(SUPPLIED INFORMATION Opens)
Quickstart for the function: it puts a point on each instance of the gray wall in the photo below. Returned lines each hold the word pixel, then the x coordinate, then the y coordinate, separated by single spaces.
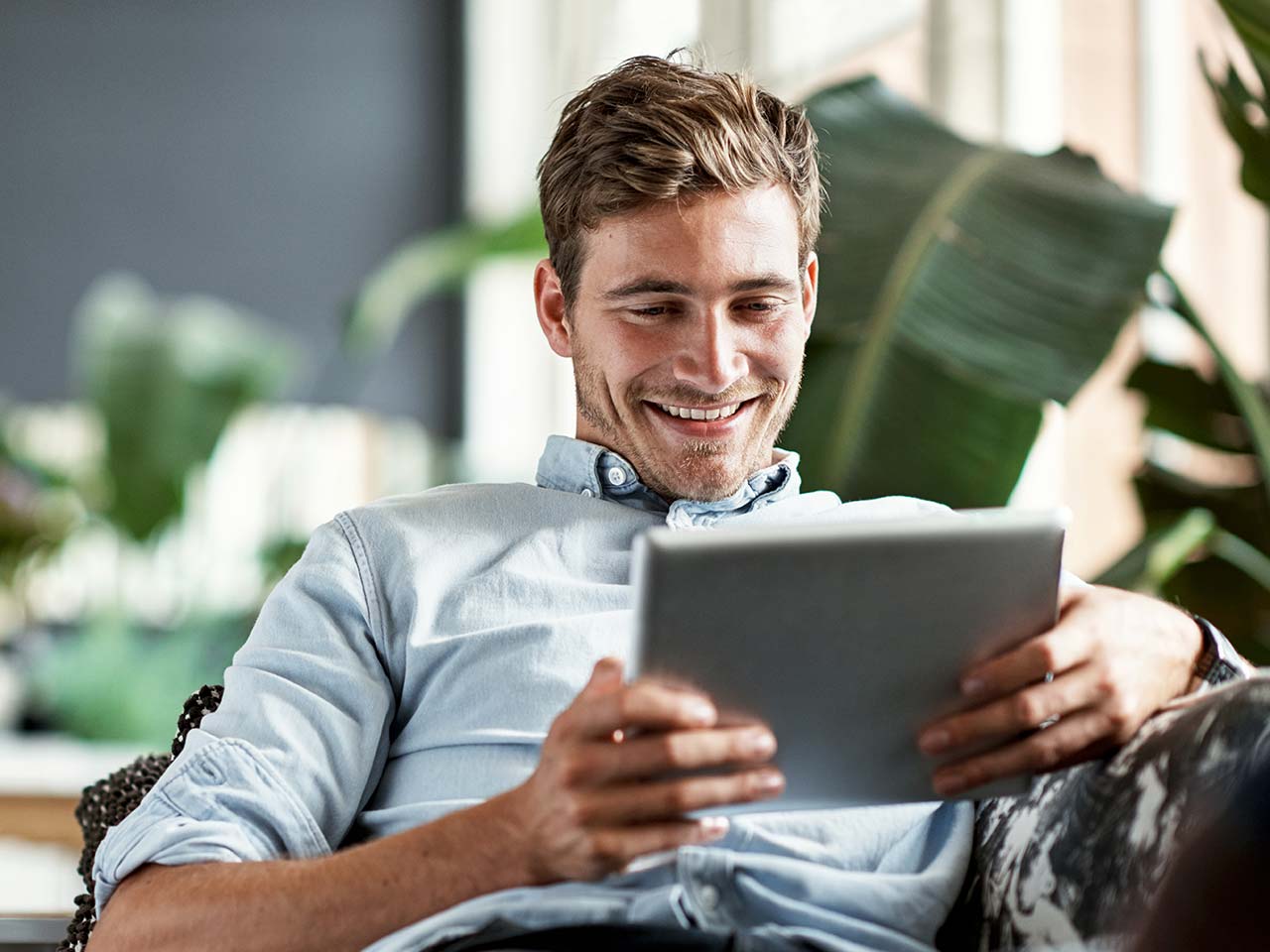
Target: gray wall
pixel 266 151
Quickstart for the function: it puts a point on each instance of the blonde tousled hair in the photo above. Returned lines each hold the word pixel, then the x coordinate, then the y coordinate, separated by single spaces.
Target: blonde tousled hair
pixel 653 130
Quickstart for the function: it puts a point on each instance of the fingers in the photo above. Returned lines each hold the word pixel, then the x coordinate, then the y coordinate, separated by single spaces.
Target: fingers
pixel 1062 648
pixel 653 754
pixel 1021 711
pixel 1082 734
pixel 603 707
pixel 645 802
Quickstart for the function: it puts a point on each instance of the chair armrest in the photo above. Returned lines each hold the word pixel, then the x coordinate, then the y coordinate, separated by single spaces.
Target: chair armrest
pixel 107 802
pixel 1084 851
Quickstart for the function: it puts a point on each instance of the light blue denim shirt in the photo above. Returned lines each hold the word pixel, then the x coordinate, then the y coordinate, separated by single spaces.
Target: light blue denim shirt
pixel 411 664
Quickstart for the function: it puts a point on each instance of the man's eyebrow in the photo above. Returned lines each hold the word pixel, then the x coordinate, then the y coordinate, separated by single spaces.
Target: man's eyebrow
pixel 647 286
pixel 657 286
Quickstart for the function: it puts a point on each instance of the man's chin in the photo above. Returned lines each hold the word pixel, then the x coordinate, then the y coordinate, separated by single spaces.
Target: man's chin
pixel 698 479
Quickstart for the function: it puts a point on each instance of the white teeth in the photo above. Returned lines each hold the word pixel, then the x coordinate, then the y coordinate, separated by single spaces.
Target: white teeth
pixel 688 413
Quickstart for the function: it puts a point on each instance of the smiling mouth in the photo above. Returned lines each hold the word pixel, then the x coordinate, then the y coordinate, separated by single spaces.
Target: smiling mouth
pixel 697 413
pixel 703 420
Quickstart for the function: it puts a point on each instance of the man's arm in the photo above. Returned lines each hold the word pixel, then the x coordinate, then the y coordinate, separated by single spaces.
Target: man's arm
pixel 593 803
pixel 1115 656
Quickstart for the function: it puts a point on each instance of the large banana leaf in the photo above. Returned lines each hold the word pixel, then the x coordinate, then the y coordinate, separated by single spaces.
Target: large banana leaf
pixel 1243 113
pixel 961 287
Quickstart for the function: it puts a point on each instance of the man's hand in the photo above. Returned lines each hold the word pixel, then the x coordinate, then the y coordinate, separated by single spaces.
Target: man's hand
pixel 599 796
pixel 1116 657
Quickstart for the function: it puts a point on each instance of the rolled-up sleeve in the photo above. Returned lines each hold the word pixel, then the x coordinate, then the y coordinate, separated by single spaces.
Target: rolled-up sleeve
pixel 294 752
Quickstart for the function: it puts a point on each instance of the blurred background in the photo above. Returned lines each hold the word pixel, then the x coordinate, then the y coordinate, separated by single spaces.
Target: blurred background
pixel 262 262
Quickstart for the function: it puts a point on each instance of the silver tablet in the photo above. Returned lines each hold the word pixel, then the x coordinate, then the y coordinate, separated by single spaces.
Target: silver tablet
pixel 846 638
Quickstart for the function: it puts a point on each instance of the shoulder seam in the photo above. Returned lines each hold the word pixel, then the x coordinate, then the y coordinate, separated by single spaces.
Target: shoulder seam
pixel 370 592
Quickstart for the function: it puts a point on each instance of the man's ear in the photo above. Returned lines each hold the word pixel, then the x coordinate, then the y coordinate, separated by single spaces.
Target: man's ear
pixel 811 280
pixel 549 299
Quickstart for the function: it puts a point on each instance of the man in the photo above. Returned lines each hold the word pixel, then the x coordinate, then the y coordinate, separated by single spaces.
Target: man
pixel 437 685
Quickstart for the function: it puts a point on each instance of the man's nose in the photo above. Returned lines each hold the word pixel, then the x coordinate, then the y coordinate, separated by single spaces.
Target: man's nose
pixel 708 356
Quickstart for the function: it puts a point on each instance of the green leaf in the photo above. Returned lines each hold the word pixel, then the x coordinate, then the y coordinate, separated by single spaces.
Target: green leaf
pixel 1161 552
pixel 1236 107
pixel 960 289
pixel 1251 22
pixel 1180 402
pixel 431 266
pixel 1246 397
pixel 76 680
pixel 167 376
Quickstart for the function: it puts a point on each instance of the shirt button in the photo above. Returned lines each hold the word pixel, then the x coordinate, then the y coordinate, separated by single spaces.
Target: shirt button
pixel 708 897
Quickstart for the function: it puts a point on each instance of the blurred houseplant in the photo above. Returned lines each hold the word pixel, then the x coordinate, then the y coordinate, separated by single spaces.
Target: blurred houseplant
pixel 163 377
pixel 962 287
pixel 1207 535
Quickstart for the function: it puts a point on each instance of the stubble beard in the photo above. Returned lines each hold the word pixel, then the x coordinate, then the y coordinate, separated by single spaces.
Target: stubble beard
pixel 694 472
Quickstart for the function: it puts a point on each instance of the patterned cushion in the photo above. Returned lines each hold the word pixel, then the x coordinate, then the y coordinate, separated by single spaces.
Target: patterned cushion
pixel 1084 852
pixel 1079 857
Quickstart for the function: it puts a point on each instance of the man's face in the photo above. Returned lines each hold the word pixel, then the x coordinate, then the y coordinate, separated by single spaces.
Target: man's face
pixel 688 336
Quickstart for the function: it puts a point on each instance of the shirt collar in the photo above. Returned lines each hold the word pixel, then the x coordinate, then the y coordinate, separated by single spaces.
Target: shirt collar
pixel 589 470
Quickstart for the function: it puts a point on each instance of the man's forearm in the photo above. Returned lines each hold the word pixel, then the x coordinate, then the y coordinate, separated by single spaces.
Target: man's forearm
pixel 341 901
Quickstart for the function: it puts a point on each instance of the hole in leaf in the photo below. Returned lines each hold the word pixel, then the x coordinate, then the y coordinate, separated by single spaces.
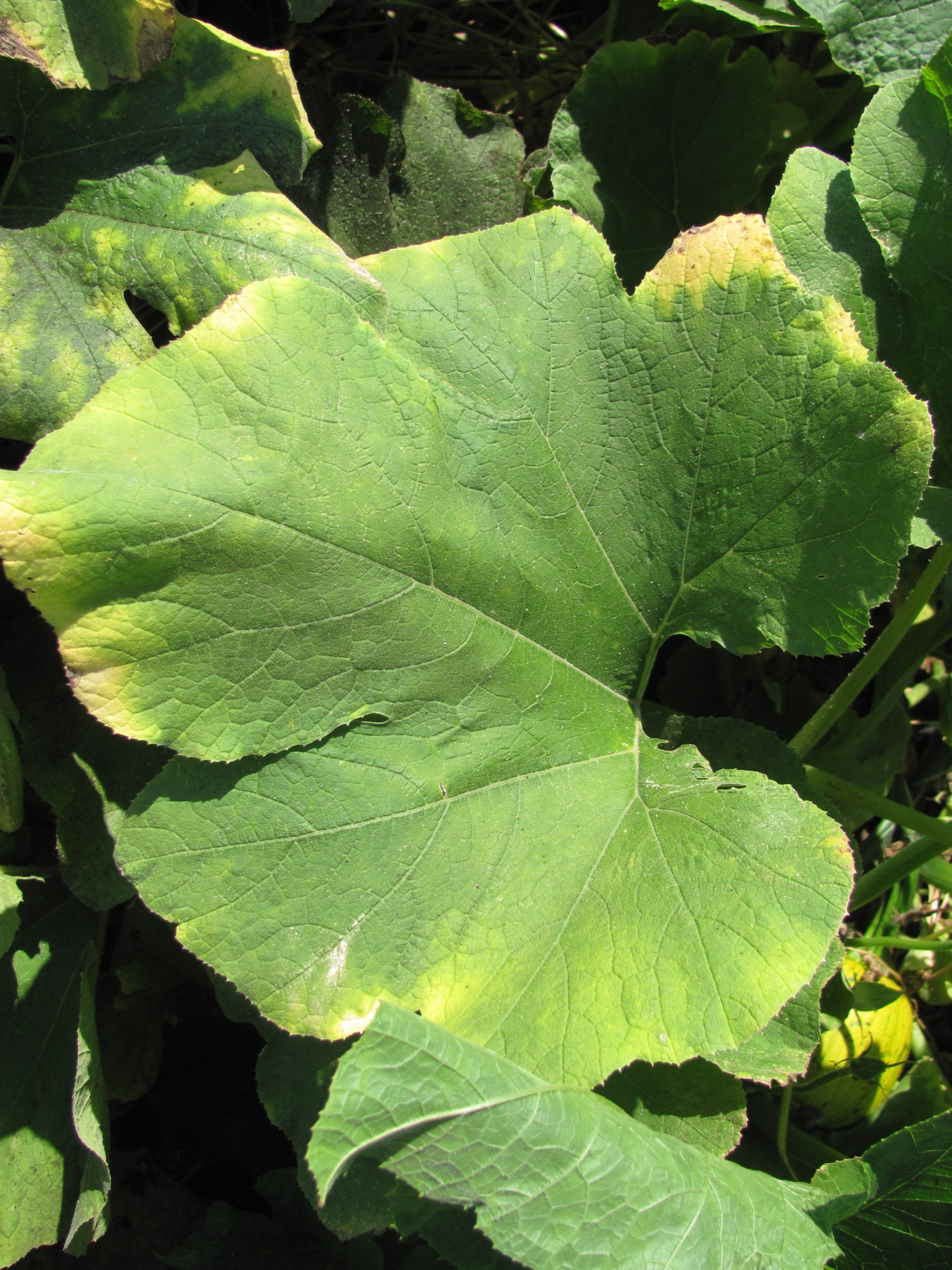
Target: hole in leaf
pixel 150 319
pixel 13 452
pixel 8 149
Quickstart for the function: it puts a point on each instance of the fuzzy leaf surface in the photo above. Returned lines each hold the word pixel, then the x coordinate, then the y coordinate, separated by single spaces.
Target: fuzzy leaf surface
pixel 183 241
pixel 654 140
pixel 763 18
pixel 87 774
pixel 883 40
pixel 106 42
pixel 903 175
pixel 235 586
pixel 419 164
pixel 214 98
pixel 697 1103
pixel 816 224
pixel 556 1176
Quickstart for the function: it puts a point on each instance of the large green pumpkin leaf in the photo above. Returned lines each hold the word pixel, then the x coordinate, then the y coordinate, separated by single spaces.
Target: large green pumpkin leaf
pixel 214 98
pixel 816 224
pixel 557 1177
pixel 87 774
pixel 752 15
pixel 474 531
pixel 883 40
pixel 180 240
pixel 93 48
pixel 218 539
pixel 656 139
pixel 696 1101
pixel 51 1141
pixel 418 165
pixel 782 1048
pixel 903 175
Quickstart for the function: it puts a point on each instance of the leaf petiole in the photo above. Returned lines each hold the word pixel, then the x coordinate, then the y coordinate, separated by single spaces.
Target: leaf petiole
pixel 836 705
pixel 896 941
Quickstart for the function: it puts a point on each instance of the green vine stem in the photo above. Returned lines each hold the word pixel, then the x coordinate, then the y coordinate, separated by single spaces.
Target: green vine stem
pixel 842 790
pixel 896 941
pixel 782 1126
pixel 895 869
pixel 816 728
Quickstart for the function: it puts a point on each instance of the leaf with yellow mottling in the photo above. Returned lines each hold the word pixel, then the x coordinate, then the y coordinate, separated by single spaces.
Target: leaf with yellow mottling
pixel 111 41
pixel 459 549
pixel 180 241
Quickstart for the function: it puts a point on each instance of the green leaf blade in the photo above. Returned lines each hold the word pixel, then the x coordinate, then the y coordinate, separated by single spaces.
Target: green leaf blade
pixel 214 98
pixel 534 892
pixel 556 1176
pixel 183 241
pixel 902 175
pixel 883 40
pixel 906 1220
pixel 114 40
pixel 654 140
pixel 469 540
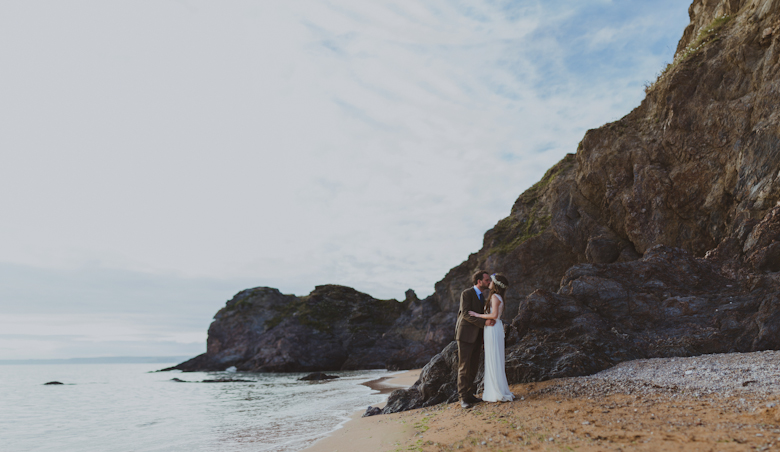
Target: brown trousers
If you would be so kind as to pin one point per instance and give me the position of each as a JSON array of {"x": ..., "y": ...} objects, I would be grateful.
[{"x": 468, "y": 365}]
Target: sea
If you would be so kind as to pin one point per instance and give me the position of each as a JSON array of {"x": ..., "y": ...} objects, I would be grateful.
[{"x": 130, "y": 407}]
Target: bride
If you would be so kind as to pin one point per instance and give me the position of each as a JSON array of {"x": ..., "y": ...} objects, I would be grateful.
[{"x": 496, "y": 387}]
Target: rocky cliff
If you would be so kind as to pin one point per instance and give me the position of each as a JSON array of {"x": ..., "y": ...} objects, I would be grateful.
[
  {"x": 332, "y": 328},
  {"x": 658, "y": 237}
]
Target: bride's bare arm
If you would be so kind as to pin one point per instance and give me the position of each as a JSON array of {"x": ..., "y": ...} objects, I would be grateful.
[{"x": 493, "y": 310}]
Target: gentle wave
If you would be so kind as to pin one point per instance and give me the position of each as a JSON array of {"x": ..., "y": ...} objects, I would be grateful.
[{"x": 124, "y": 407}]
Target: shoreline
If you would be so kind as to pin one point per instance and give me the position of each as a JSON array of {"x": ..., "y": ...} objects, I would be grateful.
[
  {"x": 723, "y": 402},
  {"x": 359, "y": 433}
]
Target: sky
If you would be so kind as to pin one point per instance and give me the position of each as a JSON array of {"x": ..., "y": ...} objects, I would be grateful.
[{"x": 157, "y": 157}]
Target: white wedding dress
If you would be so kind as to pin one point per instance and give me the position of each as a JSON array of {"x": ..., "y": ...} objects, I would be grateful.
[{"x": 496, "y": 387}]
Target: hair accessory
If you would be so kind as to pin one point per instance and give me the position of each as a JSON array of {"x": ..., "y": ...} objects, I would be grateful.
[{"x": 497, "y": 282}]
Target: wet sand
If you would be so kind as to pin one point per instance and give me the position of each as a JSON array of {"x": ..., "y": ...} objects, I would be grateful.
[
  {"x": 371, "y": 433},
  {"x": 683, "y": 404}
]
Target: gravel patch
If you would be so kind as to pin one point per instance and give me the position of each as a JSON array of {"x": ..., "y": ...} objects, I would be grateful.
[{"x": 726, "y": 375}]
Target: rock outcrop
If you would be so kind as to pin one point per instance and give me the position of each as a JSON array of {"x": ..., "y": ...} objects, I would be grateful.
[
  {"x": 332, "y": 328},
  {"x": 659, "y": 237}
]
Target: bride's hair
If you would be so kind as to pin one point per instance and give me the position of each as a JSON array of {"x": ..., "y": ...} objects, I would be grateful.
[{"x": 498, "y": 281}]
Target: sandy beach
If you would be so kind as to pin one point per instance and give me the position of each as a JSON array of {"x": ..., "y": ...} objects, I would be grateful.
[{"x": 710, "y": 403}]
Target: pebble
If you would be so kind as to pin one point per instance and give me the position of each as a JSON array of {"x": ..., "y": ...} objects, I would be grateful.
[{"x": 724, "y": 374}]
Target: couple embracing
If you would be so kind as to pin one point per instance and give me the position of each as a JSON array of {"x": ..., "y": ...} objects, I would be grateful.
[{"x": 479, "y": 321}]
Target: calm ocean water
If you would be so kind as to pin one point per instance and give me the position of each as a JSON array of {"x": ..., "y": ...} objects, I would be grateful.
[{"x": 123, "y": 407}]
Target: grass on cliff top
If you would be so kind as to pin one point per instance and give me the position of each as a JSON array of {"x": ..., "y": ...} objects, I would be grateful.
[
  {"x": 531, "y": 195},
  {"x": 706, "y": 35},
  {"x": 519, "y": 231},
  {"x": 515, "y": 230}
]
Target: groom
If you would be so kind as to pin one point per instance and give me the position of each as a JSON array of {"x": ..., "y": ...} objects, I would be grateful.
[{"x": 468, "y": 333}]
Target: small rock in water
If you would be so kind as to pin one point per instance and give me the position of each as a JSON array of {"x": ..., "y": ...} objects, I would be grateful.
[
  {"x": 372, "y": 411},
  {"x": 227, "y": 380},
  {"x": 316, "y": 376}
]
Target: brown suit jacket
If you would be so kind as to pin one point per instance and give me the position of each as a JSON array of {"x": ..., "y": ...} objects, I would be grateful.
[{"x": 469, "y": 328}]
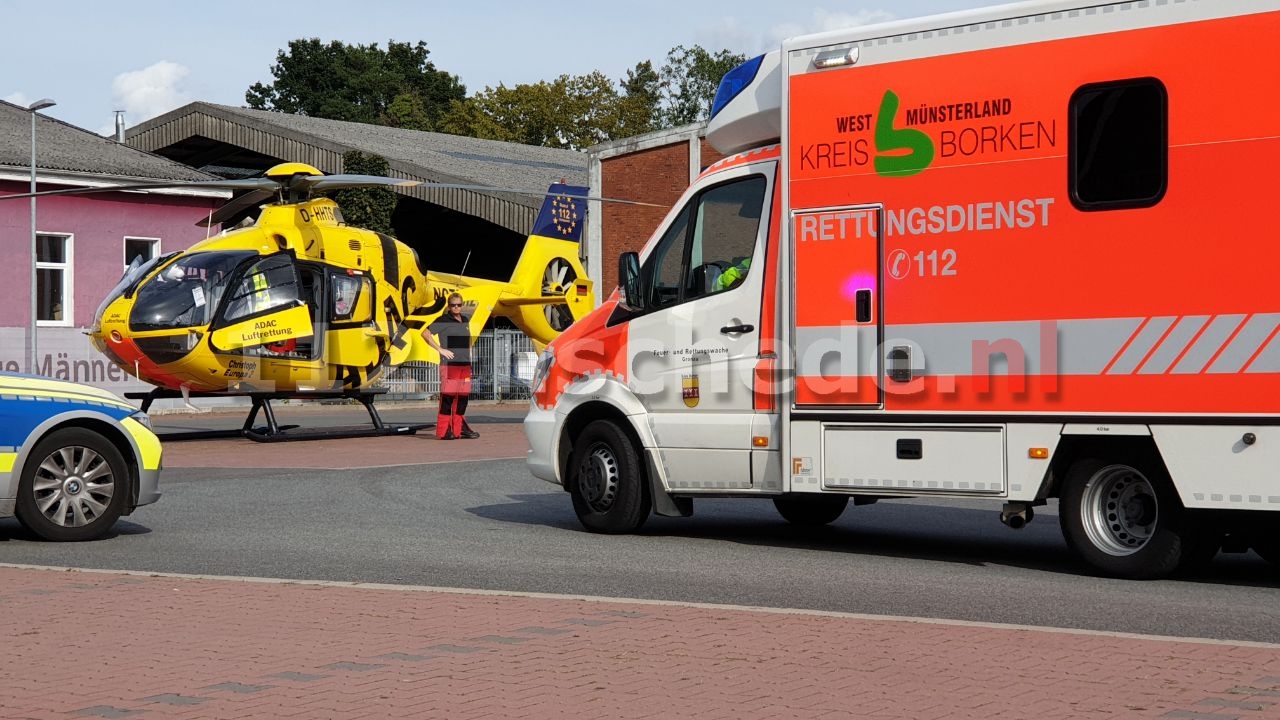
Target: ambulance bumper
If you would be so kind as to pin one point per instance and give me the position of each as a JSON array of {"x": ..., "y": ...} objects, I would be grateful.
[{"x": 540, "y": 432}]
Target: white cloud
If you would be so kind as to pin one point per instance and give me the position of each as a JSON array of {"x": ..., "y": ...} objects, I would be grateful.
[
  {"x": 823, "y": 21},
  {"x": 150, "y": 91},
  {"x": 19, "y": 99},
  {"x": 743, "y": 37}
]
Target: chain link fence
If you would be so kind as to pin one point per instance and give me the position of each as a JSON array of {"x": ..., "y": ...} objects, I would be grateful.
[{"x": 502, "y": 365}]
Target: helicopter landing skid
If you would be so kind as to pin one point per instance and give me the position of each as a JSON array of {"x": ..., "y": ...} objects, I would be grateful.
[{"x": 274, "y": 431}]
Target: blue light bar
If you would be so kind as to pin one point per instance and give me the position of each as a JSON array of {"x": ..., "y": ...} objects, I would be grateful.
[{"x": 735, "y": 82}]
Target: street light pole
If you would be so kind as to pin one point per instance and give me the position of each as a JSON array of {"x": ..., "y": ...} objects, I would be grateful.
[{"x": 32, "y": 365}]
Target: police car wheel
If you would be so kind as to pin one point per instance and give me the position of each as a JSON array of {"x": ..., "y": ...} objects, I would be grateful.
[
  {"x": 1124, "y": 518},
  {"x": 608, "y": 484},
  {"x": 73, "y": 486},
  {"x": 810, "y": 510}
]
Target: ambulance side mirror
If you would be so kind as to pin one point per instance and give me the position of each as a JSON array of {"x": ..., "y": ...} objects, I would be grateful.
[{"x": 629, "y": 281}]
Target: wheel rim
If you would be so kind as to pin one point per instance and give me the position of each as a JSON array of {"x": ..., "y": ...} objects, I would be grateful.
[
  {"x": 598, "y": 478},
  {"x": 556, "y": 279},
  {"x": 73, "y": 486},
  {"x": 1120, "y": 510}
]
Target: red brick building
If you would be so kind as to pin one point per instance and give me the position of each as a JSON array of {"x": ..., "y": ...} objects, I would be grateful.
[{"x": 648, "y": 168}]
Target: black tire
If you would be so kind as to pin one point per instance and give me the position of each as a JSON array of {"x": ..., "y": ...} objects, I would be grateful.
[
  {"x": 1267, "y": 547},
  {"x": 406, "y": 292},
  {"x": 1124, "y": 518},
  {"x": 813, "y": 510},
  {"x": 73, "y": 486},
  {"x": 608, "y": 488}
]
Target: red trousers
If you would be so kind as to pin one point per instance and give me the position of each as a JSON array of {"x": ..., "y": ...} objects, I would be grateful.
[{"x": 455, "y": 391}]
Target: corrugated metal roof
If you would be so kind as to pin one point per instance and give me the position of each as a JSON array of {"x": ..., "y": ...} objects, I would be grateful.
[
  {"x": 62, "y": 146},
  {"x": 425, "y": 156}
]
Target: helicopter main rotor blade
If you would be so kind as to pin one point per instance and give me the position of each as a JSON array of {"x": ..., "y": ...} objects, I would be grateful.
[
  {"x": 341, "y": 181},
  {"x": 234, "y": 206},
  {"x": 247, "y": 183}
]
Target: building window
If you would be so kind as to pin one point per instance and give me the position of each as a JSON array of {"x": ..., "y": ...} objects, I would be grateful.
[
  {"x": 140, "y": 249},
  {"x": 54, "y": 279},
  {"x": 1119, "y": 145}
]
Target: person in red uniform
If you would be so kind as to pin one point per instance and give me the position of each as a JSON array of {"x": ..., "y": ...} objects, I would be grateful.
(SUPPLIED INFORMATION Closes)
PROBLEM TO WORK ON: An answer is complete only when it holds every line above containing the string "building".

WRITTEN SOLUTION:
Target: red brick building
Target: building window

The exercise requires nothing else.